→ Point labeling dataset excerpts

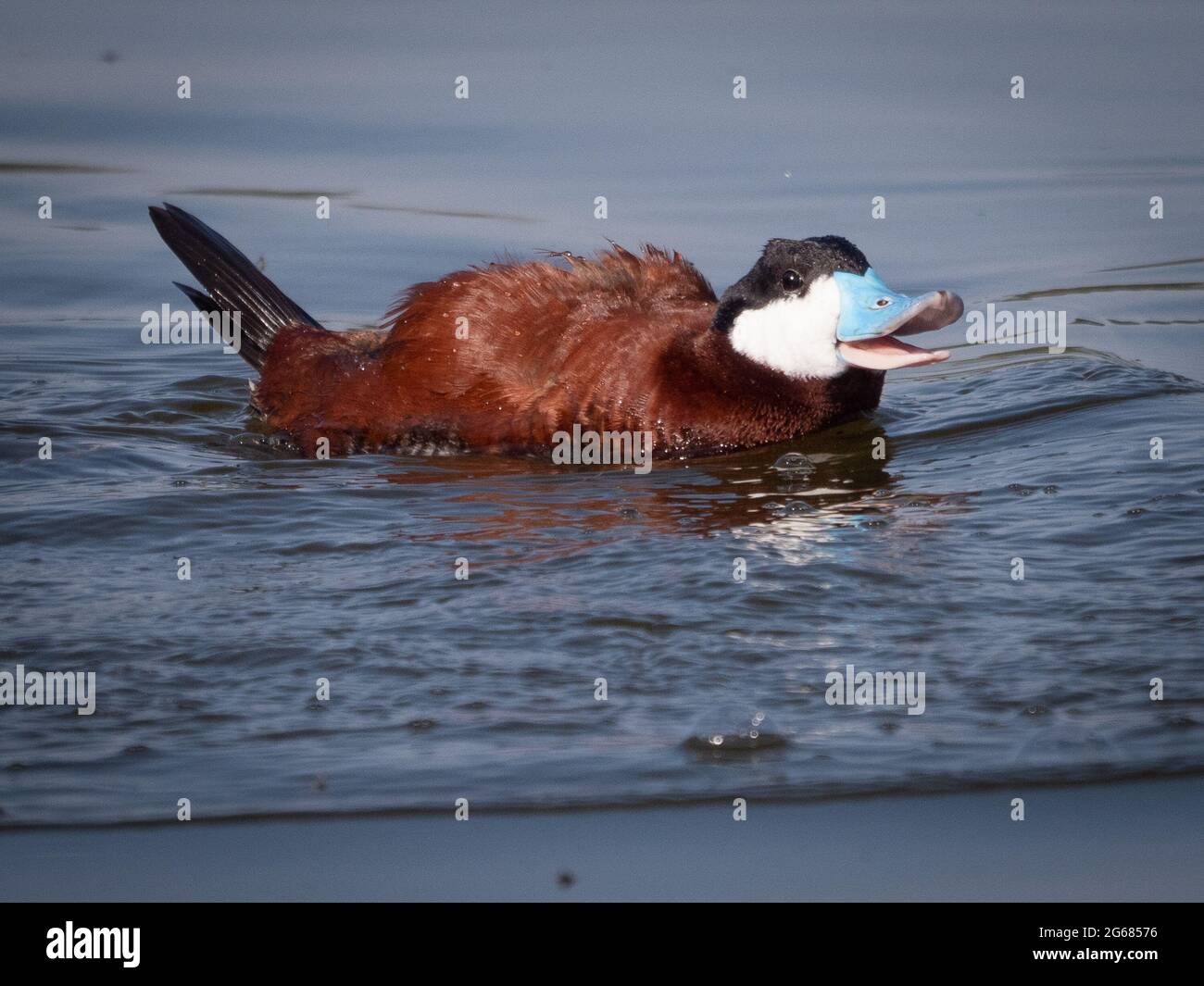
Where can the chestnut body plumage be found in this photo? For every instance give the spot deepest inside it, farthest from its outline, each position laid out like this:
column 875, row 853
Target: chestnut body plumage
column 501, row 357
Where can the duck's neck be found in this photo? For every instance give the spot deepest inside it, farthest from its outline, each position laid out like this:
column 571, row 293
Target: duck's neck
column 721, row 399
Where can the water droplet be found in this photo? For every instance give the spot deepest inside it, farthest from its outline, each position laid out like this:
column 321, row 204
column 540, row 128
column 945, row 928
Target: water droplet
column 794, row 462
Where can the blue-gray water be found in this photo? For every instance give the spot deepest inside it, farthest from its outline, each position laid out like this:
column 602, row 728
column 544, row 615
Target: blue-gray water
column 345, row 569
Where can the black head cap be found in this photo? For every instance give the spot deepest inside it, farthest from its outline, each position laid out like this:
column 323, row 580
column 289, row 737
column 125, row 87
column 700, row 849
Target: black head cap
column 786, row 268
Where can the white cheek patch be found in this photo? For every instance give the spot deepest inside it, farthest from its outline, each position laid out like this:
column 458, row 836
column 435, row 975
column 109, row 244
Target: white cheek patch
column 794, row 335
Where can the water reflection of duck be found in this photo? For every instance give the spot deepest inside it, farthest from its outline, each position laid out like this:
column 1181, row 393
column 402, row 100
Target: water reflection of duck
column 502, row 357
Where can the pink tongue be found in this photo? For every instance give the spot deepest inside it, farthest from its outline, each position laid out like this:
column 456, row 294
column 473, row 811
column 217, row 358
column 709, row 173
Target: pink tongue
column 887, row 353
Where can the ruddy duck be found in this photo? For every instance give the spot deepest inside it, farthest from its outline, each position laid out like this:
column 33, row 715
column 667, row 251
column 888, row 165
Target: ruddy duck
column 502, row 357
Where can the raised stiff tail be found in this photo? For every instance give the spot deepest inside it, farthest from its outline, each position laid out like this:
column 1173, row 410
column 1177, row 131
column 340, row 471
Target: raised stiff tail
column 232, row 281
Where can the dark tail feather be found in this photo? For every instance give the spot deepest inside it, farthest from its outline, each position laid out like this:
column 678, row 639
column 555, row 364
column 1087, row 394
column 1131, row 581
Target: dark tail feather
column 232, row 281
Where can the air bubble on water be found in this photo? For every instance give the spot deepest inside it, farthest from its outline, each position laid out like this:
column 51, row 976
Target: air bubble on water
column 794, row 464
column 729, row 730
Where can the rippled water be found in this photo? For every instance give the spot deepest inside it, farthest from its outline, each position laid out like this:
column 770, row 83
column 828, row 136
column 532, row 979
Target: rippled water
column 485, row 689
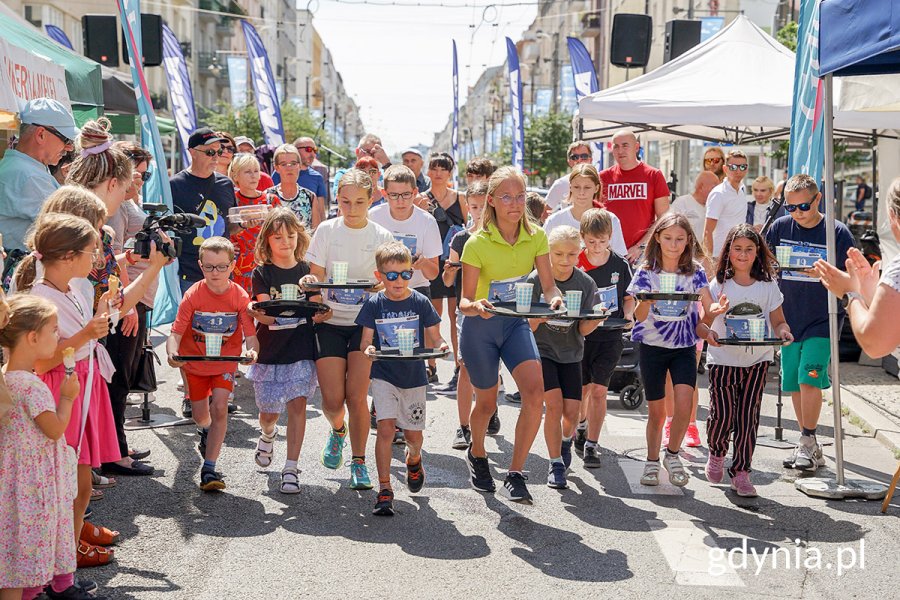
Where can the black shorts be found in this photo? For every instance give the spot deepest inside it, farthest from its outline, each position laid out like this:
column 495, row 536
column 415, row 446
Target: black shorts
column 562, row 376
column 337, row 341
column 438, row 289
column 680, row 363
column 600, row 360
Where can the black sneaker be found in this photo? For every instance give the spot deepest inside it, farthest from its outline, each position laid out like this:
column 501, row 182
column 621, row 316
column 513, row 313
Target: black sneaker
column 591, row 457
column 515, row 489
column 415, row 477
column 494, row 424
column 384, row 505
column 201, row 447
column 480, row 473
column 73, row 592
column 211, row 481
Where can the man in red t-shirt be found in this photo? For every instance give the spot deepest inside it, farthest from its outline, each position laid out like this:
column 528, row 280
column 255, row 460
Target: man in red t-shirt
column 635, row 192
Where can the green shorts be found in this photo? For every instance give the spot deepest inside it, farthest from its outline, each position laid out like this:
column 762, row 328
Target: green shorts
column 806, row 362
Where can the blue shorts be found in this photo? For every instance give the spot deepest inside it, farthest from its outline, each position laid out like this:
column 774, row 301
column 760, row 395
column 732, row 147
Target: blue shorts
column 484, row 342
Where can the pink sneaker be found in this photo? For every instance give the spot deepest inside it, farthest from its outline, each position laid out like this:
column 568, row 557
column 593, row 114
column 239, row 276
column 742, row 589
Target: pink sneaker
column 692, row 437
column 715, row 469
column 740, row 483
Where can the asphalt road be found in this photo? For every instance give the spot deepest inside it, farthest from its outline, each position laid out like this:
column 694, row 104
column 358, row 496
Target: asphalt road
column 604, row 537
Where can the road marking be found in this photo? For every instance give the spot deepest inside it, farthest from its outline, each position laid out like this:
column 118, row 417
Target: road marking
column 692, row 554
column 633, row 469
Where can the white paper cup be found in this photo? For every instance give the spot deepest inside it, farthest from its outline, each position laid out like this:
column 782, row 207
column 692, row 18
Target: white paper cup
column 213, row 344
column 783, row 255
column 339, row 271
column 667, row 282
column 757, row 329
column 406, row 341
column 573, row 302
column 524, row 291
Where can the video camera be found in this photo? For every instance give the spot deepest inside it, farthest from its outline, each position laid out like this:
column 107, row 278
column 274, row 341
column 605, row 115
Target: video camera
column 157, row 221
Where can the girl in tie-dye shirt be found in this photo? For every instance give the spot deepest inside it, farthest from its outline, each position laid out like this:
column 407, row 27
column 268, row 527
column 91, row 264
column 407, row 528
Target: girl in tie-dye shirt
column 667, row 334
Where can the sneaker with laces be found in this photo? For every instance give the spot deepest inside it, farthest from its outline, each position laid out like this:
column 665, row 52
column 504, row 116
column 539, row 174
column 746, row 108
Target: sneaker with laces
column 415, row 477
column 515, row 489
column 384, row 504
column 494, row 424
column 806, row 461
column 333, row 452
column 715, row 469
column 692, row 436
column 566, row 453
column 678, row 476
column 480, row 473
column 211, row 481
column 462, row 439
column 740, row 483
column 359, row 475
column 591, row 457
column 556, row 478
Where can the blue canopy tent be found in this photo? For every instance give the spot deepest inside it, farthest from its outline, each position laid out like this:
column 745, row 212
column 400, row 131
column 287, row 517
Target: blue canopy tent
column 856, row 37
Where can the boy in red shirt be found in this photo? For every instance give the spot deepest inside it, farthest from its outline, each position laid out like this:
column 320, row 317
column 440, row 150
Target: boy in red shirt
column 213, row 305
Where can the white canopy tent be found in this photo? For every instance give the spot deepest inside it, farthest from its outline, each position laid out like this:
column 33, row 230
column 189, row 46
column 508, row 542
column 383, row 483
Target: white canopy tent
column 736, row 87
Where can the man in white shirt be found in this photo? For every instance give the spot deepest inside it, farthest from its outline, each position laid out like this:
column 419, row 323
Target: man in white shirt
column 578, row 153
column 693, row 205
column 727, row 204
column 409, row 224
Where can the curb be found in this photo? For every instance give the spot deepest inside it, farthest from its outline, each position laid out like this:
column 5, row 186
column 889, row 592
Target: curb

→ Brief
Each line above is to be copied verbatim. Drop any image from the copy.

→ Result of the task
Where can the chestnut body plumage be found in this photo? For every instance give the spot deepest inside it, farthest from its outline, each position laid out like this:
column 875, row 853
Target: chestnut body plumage
column 501, row 357
Where can the duck's neck be found in this photo? For every instance give the spot deepest inside it, farthest from its outline, each position laid out like this:
column 571, row 293
Target: duck's neck
column 721, row 399
Where can the water droplet be found in this photo? For every instance give the spot deepest inside it, farthest from its outline, each position laid out like this:
column 321, row 204
column 540, row 128
column 945, row 928
Target: water droplet
column 794, row 462
Where can the blue-gray water be found in this photo? For every instance give the spot deepest inside it, farthest from its outline, each position laid out like this:
column 602, row 728
column 544, row 615
Target: blue-gray water
column 345, row 569
Where can the black head cap be found in this photo? For every instance give the spot deepest inside it, farthest from its outline, each position laid out like this:
column 323, row 580
column 289, row 737
column 125, row 87
column 700, row 849
Target: black head cap
column 786, row 268
Where can the white cheek patch be found in this photo? For every instance give the spot deepest inside it, farthest from its outline, each position laid out like this:
column 458, row 836
column 435, row 975
column 109, row 244
Target: white cheek patch
column 794, row 335
Where can the water reflection of duck be found in this photo? For every instance give the spot deepest inside it, farthest from its outline, each position laid out like this:
column 1181, row 393
column 402, row 100
Target: water reflection of duck
column 502, row 357
Where can the pink tongue be found in this photo? For every instance give the spot deepest inside it, farthest from its outline, each position laid out like this:
column 456, row 294
column 473, row 811
column 217, row 358
column 709, row 173
Target: pink tongue
column 887, row 353
Where can the ruddy duck be found in this photo? For every instance give the spot deepest inside it, farthest from its outline, each position laid out like this:
column 33, row 715
column 667, row 251
column 888, row 165
Target: ruddy duck
column 502, row 357
Where can the raised stiff tail be found in this photo? For every instance give the spot deepest inside it, farthest from its outline, each position laid out like this:
column 1173, row 410
column 1177, row 131
column 340, row 471
Target: raised stiff tail
column 232, row 281
Where can the dark tail feather be found in this photo? For every instance give the spot deepest inside it, farthest from its outline, each position laid out like this:
column 678, row 639
column 555, row 364
column 1087, row 394
column 1131, row 581
Target: dark tail feather
column 232, row 281
Where can the air bubble on water be found in this photo? For every instance give the spot deepest inside it, farthest from its outline, each position laid out like this:
column 51, row 976
Target: air bubble on water
column 794, row 464
column 729, row 730
Where can the rippled water be found in this photo? For every instance give the spot deepest inside it, farthest from its outline, each position laid out like this:
column 770, row 83
column 828, row 136
column 532, row 979
Target: rippled water
column 485, row 689
Where can the black shorts be found in this photo? For every instance give the spot deepest inside it, farthest from its outline, each position laid out like this:
column 495, row 536
column 415, row 446
Target: black shorts
column 562, row 376
column 337, row 341
column 438, row 289
column 680, row 363
column 600, row 360
Where can the black sneaker be found in this photo? For every instance give the spot deepest inside it, farthest from its outline, each position laid out like this:
column 501, row 182
column 621, row 316
column 513, row 313
Target: black sneaker
column 591, row 457
column 515, row 489
column 415, row 477
column 494, row 424
column 384, row 505
column 201, row 447
column 480, row 473
column 73, row 592
column 211, row 481
Where can the man in red t-shirt be found in this photo? For every instance give the spot deepest inside it, farthest from its outline, each position laid out like this:
column 528, row 280
column 255, row 460
Target: man in red t-shirt
column 635, row 192
Where can the green shorts be found in this photo? For every instance give the spot deepest inside it, farthest from its outline, each position laid out like this:
column 762, row 328
Target: green shorts
column 806, row 362
Where can the blue shorts be found in this photo? For every instance give the spot deepest inside it, farthest from its outline, each position laid out like this:
column 774, row 301
column 760, row 395
column 732, row 147
Target: blue shorts
column 484, row 342
Where can the pink sneaker be found in this photo? For every instance give the spot deepest inside it, farthest from its outline, each position laid out like this:
column 568, row 557
column 593, row 114
column 239, row 276
column 742, row 589
Target: pink sneaker
column 692, row 437
column 715, row 469
column 740, row 483
Where can the asphalt road be found in this photo? For every instance give the spot deepest inside it, farthest from its outline, each position laid out like this:
column 694, row 104
column 358, row 496
Target: asphalt road
column 604, row 537
Where can the road marking be found in this photo? For every instance give the spot deepest inside it, farthest from its outline, each position laid out like this:
column 118, row 417
Target: road marking
column 692, row 554
column 633, row 469
Where can the white paper cup be found in this photo? For every instance give the spot deepest inside it, farthest from its outline, each position laid out like this:
column 782, row 207
column 692, row 18
Target: white paper cup
column 213, row 344
column 783, row 255
column 339, row 271
column 667, row 282
column 757, row 329
column 406, row 341
column 573, row 302
column 524, row 291
Where can the video camera be found in this photo? For every instance give the spot deepest inside it, farthest from its outline, each position laid out like this:
column 107, row 278
column 274, row 341
column 605, row 115
Target: video camera
column 157, row 221
Where can the girl in tie-dye shirt be found in this photo? For every instance give the spot deepest inside it, farthest from its outline, each position laid out like this:
column 407, row 27
column 268, row 527
column 91, row 264
column 407, row 528
Target: girl in tie-dye shirt
column 667, row 334
Where can the sneaker with laces be found in this photo? For every instance give the spot deepest inside it, farthest from its outline, each position laid out like this:
column 665, row 52
column 504, row 116
column 539, row 174
column 746, row 108
Target: sneaker with laces
column 415, row 477
column 515, row 489
column 384, row 504
column 494, row 424
column 806, row 461
column 333, row 452
column 715, row 469
column 692, row 436
column 566, row 453
column 678, row 476
column 480, row 473
column 211, row 481
column 462, row 439
column 740, row 483
column 359, row 475
column 591, row 457
column 556, row 478
Where can the blue canopy tent be found in this photo? For every instance give the spot deepest inside it, farthest from its outline, each position laid out like this:
column 745, row 212
column 400, row 131
column 287, row 517
Target: blue canopy tent
column 856, row 37
Where can the boy in red shirt be found in this photo? For every instance give the spot deepest inside it, farthest from its outline, each position laid out like this:
column 320, row 317
column 440, row 150
Target: boy in red shirt
column 213, row 305
Where can the white canopy tent be found in this photo? For every instance give the spot deepest inside it, farthest from its outline, each position laid out like this:
column 33, row 230
column 189, row 46
column 508, row 542
column 383, row 483
Target: white canopy tent
column 736, row 87
Where can the man in white shirt be found in this photo? For every instance give the spot deepest inside it, farthest from its outline, each position laid out like this:
column 419, row 323
Target: man in white shirt
column 578, row 153
column 693, row 205
column 727, row 204
column 409, row 224
Where can the curb be found in this photo? For every instance give the spot deepest inside it, farthest from its outline, each position laid out like this:
column 5, row 186
column 889, row 592
Target: curb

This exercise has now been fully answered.